-- Activity --
Give back exactly the lines of the entries below from the line with "Kindly mark the innermost point of each instance of the tropical" to the line with "river water shown above.", inclusive, and only those.

--- Data to process Enclosed Below ---

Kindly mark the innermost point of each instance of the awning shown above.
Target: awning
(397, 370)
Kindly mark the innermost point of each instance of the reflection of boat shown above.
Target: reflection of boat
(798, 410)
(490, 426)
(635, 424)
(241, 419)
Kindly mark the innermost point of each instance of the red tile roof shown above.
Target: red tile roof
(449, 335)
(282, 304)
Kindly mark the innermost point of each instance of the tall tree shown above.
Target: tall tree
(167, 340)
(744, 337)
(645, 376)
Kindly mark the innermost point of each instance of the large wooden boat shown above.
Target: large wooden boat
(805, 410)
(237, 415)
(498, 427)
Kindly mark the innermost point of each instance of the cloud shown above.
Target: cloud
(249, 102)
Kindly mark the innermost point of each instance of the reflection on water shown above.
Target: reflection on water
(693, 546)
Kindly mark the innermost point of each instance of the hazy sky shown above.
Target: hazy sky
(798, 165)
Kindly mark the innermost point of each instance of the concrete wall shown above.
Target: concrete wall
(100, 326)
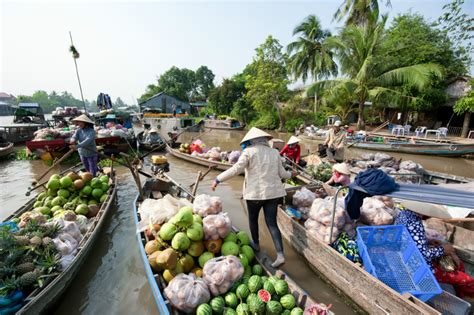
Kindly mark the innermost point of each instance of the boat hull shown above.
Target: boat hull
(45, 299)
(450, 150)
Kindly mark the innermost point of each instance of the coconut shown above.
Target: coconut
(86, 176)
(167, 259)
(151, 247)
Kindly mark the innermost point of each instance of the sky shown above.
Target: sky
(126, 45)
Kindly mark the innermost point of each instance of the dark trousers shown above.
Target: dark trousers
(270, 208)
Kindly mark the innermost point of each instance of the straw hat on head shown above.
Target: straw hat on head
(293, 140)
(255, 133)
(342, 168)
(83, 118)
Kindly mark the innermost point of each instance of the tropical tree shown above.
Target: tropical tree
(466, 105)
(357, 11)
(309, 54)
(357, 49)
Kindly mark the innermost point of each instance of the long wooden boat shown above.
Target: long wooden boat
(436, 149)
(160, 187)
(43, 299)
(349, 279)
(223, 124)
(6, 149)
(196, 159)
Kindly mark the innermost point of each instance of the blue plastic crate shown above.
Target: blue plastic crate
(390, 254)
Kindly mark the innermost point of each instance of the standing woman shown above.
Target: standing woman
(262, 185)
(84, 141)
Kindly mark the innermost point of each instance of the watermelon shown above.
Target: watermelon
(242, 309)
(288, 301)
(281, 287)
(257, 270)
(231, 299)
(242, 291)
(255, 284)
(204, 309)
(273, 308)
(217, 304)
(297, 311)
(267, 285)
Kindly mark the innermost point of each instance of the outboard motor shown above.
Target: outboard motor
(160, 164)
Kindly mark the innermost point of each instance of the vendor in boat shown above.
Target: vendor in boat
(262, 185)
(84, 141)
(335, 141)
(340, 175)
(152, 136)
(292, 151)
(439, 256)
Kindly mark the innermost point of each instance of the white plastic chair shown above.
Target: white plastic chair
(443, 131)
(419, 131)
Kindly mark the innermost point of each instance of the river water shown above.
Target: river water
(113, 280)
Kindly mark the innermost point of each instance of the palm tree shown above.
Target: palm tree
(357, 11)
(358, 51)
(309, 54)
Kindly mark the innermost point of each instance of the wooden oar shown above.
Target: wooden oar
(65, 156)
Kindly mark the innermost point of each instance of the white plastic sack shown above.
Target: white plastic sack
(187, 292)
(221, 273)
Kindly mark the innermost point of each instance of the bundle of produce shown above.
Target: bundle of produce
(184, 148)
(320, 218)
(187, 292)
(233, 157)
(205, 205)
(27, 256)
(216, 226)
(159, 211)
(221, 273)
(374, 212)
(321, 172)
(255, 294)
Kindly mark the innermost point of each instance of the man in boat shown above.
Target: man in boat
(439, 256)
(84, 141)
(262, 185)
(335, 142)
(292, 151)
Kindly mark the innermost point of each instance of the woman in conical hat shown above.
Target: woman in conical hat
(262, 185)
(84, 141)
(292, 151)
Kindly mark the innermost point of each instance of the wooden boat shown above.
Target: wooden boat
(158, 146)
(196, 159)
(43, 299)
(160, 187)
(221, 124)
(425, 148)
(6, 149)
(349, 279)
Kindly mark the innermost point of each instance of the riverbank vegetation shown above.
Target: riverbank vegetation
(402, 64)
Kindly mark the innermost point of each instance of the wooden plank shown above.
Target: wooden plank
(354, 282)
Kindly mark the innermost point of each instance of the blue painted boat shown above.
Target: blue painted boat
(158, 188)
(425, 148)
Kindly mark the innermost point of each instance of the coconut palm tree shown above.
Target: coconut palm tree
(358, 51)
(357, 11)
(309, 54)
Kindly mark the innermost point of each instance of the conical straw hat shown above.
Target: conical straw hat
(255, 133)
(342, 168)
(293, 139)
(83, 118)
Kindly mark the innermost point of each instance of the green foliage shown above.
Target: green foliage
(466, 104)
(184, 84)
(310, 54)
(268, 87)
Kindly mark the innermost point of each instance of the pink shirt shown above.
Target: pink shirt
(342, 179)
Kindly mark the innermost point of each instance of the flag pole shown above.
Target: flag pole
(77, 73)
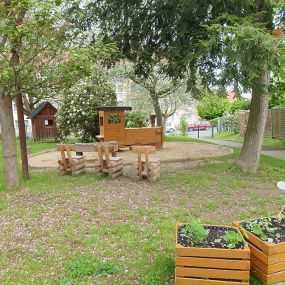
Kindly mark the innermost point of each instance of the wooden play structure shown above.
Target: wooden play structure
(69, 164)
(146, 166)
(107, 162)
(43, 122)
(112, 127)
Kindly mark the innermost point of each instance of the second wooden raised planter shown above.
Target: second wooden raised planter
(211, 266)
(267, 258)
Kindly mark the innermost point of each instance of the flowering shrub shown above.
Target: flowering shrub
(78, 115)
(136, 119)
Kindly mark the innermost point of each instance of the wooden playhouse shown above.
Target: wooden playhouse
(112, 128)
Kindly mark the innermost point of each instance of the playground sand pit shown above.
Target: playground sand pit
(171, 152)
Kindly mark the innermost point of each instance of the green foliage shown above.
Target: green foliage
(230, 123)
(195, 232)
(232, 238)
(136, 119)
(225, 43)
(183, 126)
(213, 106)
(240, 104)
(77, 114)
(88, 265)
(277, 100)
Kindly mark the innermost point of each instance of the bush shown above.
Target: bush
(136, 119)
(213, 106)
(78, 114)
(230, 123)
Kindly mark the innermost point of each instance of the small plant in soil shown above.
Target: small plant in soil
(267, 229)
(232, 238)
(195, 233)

--- End of Enclosed Data to process ---
--- Data to process Enclosed Below ---

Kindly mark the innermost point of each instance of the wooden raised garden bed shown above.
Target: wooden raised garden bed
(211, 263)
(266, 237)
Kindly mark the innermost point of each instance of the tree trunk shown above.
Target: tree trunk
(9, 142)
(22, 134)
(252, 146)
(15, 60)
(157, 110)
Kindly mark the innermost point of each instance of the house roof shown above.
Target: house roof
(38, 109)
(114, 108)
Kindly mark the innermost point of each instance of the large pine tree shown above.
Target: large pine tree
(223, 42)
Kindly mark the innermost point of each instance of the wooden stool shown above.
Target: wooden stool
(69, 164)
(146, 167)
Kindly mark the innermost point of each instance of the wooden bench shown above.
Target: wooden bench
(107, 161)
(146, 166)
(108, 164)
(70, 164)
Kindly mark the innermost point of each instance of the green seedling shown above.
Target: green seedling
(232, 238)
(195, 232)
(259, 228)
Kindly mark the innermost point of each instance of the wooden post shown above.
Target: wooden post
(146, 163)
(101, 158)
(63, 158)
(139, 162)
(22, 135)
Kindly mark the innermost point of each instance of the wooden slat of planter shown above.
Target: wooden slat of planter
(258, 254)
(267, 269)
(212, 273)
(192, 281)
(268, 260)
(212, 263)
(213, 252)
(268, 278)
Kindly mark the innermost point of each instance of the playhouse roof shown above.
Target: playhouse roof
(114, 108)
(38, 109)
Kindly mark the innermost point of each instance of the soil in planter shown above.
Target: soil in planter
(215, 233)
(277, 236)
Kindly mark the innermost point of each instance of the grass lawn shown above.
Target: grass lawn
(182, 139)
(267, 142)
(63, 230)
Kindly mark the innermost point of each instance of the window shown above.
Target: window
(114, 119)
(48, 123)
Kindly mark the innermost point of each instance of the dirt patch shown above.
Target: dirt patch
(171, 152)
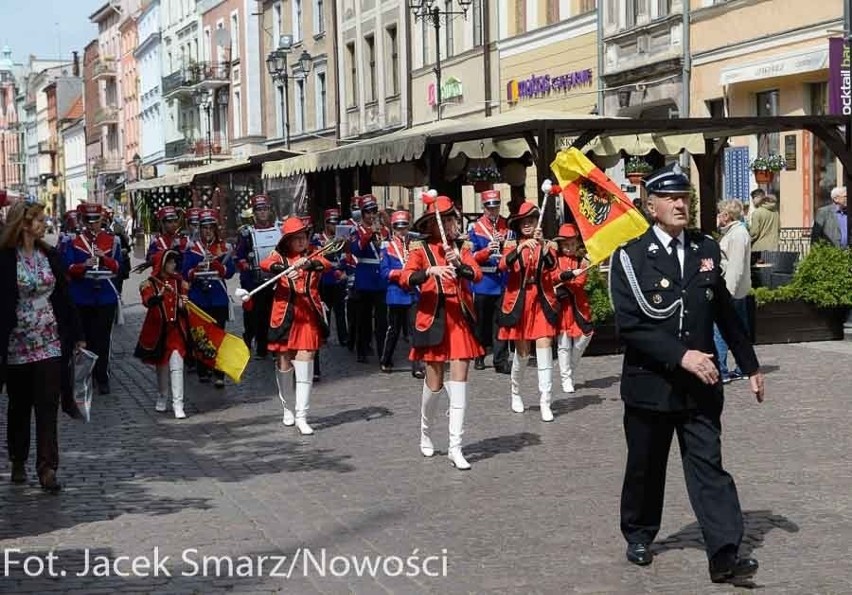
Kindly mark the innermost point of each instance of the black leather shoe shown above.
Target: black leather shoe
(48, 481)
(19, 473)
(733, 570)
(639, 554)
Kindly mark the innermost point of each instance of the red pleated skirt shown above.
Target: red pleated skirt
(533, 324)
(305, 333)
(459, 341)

--- End of Enclosed Data to process ---

-- Reply --
Kindly mark the innermost point of each instance of the tropical tree shown above.
Target: tropical tree
(466, 105)
(357, 11)
(309, 54)
(357, 49)
Kindly mark the innermost point of each instance of the long wooden boat shown above.
Target: long wooden boat
(436, 149)
(160, 187)
(43, 299)
(349, 279)
(223, 124)
(6, 149)
(196, 159)
Kindly mark the innermost point of each instance of the blue plastic crate shown above.
Target: blue plastic crate
(390, 254)
Kindly mark the innermost point of each instance of the standing woman shown above.
Target: standing woman
(262, 185)
(84, 141)
Kindly mark the innermost point of each instance of the watermelon shown above.
Target: watermelon
(242, 309)
(288, 301)
(281, 287)
(257, 270)
(231, 299)
(242, 291)
(255, 284)
(204, 309)
(273, 308)
(217, 304)
(297, 311)
(267, 285)
Kindly mark the innermost point of each instance of the outboard motor shown above.
Target: outboard motor
(160, 164)
Kindly mark the innermost point of each instance of the vendor in boat shown above.
Target: vendor in boat
(262, 185)
(84, 141)
(335, 141)
(340, 175)
(152, 136)
(292, 151)
(439, 256)
Kindly mark the innermost point of each instance of the white plastic chair shown above.
Target: white plastic chair
(443, 131)
(419, 131)
Kindly mark the innermost point of each instance of the river water shown above.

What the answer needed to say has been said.